## Begin Material provided

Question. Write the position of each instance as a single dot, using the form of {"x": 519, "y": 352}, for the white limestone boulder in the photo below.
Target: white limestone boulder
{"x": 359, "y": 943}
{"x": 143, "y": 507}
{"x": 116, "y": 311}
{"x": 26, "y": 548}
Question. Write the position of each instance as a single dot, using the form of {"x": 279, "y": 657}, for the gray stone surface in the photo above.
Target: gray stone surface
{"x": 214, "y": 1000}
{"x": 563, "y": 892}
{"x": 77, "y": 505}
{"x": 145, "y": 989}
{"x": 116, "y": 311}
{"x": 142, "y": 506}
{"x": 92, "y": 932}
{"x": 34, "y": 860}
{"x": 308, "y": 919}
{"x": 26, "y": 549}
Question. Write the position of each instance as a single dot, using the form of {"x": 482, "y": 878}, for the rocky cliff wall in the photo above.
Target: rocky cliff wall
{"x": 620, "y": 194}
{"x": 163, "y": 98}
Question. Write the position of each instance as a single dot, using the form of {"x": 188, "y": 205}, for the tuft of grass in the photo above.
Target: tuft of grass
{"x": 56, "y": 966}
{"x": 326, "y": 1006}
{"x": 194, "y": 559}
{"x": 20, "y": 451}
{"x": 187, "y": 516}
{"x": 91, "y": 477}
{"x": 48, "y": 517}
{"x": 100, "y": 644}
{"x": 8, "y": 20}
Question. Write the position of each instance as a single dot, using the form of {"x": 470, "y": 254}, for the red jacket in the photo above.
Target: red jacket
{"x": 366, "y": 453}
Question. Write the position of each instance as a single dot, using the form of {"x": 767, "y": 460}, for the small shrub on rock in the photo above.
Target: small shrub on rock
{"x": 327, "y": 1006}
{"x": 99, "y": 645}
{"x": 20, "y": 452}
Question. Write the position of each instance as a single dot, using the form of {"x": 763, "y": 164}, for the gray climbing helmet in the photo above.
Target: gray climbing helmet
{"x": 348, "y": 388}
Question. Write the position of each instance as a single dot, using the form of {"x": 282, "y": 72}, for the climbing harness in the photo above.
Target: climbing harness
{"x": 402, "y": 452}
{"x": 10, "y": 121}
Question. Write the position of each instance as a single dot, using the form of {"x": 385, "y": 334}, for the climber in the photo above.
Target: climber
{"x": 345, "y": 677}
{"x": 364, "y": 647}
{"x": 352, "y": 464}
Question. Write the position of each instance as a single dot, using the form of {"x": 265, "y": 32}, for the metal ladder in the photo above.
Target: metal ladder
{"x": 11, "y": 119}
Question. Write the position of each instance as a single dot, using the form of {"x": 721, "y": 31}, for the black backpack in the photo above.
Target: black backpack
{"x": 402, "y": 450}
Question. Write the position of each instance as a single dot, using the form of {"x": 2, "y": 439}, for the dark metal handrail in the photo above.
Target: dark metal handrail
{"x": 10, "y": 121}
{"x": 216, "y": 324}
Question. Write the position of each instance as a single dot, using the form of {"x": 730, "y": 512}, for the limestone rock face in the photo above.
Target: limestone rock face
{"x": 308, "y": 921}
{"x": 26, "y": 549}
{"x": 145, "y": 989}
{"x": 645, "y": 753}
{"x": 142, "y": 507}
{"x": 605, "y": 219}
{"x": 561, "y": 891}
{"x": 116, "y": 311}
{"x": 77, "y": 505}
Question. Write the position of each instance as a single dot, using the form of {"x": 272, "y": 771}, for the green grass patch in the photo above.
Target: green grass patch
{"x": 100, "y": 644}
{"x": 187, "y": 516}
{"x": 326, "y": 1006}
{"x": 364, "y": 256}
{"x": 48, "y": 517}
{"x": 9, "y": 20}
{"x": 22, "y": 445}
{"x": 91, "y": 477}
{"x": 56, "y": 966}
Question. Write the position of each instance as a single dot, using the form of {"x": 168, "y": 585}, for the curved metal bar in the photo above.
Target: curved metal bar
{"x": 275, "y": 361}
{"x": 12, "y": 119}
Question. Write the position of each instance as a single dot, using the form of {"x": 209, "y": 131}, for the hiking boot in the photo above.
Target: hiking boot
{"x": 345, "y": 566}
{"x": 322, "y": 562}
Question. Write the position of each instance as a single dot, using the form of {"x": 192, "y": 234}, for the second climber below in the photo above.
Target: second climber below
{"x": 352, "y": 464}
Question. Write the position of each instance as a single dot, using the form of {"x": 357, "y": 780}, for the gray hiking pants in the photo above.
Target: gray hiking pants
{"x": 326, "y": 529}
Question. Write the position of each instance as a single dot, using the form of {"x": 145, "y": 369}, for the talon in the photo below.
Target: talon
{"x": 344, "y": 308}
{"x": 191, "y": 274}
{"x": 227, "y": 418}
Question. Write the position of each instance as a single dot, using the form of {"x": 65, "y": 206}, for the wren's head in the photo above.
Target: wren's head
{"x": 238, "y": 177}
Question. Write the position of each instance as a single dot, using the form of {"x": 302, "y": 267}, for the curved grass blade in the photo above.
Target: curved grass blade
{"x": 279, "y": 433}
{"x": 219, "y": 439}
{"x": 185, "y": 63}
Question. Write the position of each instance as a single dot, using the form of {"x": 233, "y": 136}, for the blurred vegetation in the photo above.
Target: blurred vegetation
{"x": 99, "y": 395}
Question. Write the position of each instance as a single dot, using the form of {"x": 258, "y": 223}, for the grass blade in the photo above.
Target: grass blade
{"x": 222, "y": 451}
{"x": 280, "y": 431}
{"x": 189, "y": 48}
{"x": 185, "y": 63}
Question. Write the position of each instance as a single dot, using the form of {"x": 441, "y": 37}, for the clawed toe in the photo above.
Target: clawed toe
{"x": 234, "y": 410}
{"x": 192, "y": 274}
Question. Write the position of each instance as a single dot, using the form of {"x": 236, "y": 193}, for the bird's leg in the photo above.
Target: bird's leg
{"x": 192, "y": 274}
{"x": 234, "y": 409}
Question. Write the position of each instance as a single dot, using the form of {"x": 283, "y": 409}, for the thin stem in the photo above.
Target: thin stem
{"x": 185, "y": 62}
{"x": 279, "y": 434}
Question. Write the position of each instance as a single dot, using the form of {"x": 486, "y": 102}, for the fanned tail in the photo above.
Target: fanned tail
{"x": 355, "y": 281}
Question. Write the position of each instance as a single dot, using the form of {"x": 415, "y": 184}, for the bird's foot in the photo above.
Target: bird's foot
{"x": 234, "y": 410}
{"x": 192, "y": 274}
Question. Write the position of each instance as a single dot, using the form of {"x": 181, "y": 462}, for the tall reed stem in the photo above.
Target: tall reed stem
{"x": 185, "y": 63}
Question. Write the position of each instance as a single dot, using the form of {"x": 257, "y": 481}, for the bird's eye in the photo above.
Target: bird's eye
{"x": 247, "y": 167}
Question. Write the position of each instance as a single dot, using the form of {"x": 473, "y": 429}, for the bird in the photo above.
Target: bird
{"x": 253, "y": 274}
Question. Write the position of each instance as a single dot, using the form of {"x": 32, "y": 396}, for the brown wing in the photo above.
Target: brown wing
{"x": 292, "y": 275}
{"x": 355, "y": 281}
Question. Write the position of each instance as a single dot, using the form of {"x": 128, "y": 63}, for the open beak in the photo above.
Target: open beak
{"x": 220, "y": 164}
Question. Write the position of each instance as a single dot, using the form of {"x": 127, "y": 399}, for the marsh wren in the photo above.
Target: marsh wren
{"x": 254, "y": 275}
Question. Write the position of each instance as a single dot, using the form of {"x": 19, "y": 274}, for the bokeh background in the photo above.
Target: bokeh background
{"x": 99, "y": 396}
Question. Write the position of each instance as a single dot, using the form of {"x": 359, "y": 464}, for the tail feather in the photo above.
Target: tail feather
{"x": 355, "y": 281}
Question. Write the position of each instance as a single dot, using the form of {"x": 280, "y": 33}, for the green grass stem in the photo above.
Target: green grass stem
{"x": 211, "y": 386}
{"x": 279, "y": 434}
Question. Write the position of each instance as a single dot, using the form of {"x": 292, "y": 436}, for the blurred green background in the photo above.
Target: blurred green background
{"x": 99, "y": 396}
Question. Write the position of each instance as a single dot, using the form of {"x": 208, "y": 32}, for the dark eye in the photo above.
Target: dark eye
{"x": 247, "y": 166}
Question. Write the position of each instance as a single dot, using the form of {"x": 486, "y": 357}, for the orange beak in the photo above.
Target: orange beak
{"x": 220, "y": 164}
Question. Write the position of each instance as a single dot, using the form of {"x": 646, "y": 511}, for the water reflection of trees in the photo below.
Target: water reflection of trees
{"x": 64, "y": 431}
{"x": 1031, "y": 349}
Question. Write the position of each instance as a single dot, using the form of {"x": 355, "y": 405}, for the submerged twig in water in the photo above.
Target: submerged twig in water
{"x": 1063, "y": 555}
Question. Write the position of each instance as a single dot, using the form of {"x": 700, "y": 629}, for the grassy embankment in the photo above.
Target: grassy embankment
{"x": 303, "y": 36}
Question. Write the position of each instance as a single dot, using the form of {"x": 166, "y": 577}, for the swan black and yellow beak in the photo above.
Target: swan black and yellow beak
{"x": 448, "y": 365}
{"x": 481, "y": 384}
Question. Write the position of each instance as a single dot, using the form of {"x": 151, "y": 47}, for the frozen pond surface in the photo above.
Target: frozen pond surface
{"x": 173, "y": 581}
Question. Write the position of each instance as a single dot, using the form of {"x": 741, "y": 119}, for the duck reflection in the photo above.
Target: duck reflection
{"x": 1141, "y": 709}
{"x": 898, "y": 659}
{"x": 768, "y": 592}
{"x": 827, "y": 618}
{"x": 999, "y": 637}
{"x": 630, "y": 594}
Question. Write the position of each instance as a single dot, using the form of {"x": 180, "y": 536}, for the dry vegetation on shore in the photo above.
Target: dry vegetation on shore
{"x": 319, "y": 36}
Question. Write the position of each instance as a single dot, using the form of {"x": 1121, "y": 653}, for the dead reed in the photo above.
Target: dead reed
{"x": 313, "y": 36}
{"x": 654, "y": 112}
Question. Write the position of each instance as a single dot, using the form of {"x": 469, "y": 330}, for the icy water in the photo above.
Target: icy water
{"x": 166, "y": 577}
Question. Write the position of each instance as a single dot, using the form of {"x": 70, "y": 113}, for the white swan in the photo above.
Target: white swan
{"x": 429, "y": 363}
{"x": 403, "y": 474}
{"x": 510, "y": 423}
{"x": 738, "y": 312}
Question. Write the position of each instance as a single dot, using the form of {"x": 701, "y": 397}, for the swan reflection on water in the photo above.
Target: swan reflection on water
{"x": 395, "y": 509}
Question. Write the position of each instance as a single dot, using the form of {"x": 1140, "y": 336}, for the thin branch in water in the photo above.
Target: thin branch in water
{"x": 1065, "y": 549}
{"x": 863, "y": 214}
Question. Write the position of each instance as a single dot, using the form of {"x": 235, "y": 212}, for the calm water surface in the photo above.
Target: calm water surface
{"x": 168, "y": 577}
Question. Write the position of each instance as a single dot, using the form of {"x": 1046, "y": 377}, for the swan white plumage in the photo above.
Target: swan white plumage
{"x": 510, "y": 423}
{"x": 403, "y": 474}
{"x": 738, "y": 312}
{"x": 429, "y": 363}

## End Material provided

*What is expected*: Your output consists solely of the lines from the one with "branch in water in the photo above." through the last line, copied exactly.

*Task solution*:
Question. Write the position of each instance as a single dot, using the form of {"x": 1140, "y": 336}, for the thin branch in water in the photo above.
Target: thin branch in water
{"x": 1065, "y": 549}
{"x": 863, "y": 214}
Question. Write the position of each instance as a single dot, using the form of {"x": 235, "y": 212}, for the calm water surface in the photo above.
Target: calm water surface
{"x": 168, "y": 577}
Question. Write the position of each instance as a single dot, using the form of {"x": 1046, "y": 377}, for the swan white plumage in the photo above.
Target: swan white plumage
{"x": 510, "y": 423}
{"x": 403, "y": 474}
{"x": 738, "y": 312}
{"x": 429, "y": 363}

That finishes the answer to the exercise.